**Task material:**
------------------------------------------------------------------------
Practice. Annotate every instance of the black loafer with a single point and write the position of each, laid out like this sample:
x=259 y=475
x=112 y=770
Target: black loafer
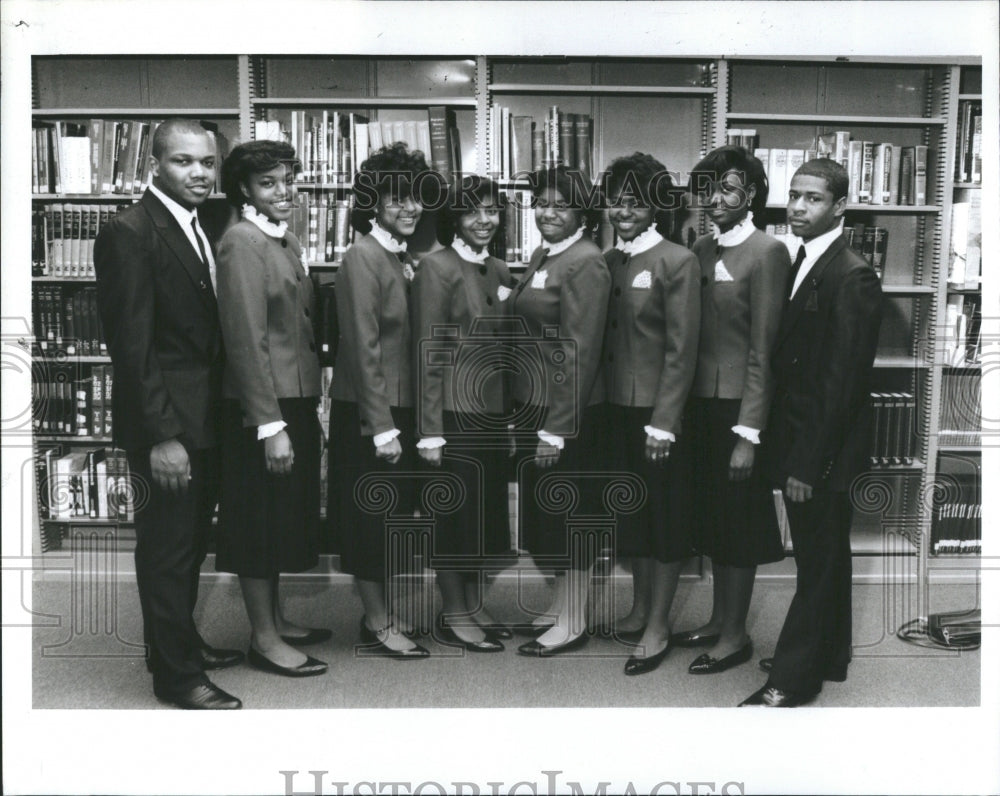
x=706 y=664
x=448 y=636
x=202 y=697
x=534 y=649
x=634 y=666
x=213 y=658
x=316 y=635
x=771 y=697
x=692 y=638
x=310 y=668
------------------------------------------------------------------------
Without including any pictures, output all the entries above exactly.

Practice. Annotate every instance of the black loafer with a single point and write the position of each, laid out like this sample:
x=259 y=475
x=112 y=770
Target: black loafer
x=706 y=664
x=448 y=636
x=202 y=697
x=534 y=649
x=634 y=666
x=213 y=658
x=316 y=635
x=771 y=697
x=692 y=638
x=310 y=668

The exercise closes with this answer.